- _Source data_
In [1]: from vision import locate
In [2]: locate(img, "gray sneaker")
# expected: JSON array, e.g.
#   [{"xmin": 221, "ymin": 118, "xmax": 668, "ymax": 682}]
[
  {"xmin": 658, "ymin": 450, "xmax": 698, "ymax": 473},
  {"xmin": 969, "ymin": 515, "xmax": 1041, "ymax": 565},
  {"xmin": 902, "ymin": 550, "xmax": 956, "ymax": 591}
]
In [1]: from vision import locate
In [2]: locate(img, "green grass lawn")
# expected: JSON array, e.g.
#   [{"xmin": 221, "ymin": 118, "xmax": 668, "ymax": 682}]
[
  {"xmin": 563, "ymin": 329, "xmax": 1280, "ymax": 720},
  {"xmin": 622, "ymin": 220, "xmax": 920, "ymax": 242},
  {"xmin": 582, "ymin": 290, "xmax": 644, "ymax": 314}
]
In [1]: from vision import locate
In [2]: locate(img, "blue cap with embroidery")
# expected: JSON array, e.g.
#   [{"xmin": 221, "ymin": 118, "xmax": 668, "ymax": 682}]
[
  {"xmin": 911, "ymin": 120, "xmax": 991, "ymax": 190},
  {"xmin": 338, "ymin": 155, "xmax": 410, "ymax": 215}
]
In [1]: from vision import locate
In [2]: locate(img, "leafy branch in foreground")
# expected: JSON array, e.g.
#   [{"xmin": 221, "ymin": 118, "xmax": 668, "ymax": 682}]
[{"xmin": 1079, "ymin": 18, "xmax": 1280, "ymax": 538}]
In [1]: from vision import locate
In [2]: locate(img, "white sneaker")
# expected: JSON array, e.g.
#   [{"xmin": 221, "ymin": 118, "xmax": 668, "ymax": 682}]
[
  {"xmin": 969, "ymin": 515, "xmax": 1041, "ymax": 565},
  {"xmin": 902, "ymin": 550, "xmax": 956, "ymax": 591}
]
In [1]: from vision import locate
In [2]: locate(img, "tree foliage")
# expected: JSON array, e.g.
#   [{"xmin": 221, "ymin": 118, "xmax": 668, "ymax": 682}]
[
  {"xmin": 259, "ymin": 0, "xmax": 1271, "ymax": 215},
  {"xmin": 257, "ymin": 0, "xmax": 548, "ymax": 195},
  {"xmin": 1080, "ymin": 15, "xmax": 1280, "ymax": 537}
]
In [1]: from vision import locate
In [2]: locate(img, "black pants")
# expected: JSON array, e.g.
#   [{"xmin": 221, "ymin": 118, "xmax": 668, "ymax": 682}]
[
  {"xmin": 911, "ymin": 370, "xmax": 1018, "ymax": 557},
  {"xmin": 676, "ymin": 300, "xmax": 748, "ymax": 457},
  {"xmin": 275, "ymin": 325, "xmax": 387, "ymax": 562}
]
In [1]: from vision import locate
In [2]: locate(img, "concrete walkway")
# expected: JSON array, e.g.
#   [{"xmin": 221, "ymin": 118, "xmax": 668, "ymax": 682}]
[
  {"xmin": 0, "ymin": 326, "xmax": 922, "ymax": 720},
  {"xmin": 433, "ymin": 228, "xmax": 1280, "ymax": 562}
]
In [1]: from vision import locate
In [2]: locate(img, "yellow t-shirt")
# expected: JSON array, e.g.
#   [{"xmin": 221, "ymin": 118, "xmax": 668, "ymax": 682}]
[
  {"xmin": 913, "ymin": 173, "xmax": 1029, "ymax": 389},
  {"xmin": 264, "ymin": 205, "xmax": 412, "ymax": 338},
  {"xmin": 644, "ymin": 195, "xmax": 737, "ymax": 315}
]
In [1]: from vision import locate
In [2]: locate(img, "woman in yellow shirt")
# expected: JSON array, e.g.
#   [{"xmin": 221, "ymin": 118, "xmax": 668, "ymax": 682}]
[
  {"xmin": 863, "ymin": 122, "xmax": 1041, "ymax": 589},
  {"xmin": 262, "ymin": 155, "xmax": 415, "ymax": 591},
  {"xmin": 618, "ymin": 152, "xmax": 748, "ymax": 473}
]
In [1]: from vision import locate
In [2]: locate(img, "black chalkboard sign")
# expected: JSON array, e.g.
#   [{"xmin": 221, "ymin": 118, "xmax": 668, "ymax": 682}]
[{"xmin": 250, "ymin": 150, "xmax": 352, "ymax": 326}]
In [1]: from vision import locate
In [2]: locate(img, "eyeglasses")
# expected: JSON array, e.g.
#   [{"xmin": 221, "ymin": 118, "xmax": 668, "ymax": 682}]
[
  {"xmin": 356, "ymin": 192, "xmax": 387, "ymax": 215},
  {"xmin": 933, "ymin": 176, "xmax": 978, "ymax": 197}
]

- _GIVEN EXERCISE_
Find each line in the source data that contains the word "black", and copy those lines. Case counts.

- _SOLUTION_
In [2]: locate(img, "black pants")
In [2]: locate(img, "black chalkboard sign")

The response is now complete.